*Exercise instructions*.
**A.** Rewrite the forum thread about the horse Flash, starting at "## paintluver (Apr" and ending at "your avatar too!", with "gorgeous" changed to "stunning".
**B.** In the forum thread about the horse Flash, why does the final post by FGRanch name Boggies Flashy Jac and Taco Lady Joe? Answer in one to three sentences.
**C.** Continue the forum thread about the horse Flash past its final post.

*Quoted passage*.
# My Stud Muffin :)



## FGRanch (Feb 9, 2008)

Here are some pictures of my handsom guy, Flash!


----------



## gaelgirl (Mar 3, 2011)

He's a looker alright.


----------



## FGRanch (Feb 9, 2008)

Thanks! He is pictured at 18 years old in the last 2 pictures


----------



## Idlepastures (Sep 5, 2011)

<3 *drool* Yummy man you got there!


----------



## FGRanch (Feb 9, 2008)

Thanks, I think he is pretty special <3


----------



## Idlepastures (Sep 5, 2011)

I can't blame you! If he goes missing, don't come looking in Texas!


----------



## paintluver (Apr 5, 2007)

*Drools* He is drop dead gorgeous! You are very lucky!


----------



## HorseLovinLady (Jul 18, 2011)

He's gorgeous!! Drool!! Love the horse in your avatar too!


----------



## csimkunas6 (Apr 18, 2010)

Very handsome horse you have yourself there!!


----------



## FlyGap (Sep 25, 2011)

He is a bute! What are his bloodlines?
What a picture perfect QH head! Yeah,
if he comes up missing don't look in AR
either!!! ;^)


----------



## FGRanch (Feb 9, 2008)

Thanks guys! 

He is a son of Boggies Flashy Jac (by Hollywood Jac 86) and out of the great mare Taco Lady Joe. He himself has LTE of $22K and has produced $65K with only 14 performing foals. Half of his foals are performers with an average earnings of $4500. He has produced reiners and cow horse babies.

*Recorded data*.
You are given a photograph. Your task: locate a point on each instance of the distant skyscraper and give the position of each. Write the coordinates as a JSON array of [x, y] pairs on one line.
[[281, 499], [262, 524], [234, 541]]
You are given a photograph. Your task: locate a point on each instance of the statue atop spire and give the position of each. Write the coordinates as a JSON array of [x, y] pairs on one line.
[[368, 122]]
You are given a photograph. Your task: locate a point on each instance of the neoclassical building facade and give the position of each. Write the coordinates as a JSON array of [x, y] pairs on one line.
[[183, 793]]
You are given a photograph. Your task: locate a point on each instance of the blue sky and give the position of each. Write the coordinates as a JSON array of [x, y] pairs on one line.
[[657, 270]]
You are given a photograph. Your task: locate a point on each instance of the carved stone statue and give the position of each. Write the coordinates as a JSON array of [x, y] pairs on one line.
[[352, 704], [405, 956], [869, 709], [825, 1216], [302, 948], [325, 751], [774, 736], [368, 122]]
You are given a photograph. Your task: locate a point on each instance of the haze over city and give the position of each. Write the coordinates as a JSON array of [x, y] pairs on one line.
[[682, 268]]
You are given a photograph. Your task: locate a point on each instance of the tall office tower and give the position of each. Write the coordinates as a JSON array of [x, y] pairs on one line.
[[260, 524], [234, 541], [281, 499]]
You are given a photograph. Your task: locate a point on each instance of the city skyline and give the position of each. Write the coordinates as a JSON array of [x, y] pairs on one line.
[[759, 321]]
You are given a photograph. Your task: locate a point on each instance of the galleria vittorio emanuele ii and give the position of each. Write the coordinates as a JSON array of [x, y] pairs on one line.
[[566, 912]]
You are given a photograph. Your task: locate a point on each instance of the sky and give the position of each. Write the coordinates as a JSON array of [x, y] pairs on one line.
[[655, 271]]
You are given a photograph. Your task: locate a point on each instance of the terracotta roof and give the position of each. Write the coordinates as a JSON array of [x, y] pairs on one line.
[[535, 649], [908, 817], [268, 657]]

*Set of answers*.
**A.**
## paintluver (Apr 5, 2007)

*Drools* He is drop dead stunning! You are very lucky!


----------



## HorseLovinLady (Jul 18, 2011)

He's stunning!! Drool!! Love the horse in your avatar too!

**B.** FlyGap had asked, "What are his bloodlines?" FGRanch answers that question by naming Flash's sire, Boggies Flashy Jac (by Hollywood Jac 86), and his dam, the mare Taco Lady Joe.

**C.**
----------



## reining girl (Jan 30, 2009)

he is just stunning tiff, i cant wait to see his babies!!


----------



## FGRanch (Feb 9, 2008)

Thanks RJ, I got lots of pictures of his foals from the previous years!


----------



## nicole25 (Jun 24, 2011)

I am obsessed with his color he is gorgeous!


----------



## FGRanch (Feb 9, 2008)

Thanks Nicole, He has a great color, I think. He is more of a normal looking dun with his winter fuzz on.


----------



## csimkunas6 (Apr 18, 2010)

Love those pics ^^^Very handsome, and intelligent looking guy!!


----------



## LexiJumper (Aug 22, 2011)

Those ears! So cute.


----------



## Roperchick (Feb 1, 2010)

you should pretty much just avoid the western states if hes missing .......


----------



## amp23 (Jan 6, 2011)

He's gorgeous!


----------



## RoCru (Jul 19, 2009)

Wow, gorgeous boy!!


----------



## FGRanch (Feb 9, 2008)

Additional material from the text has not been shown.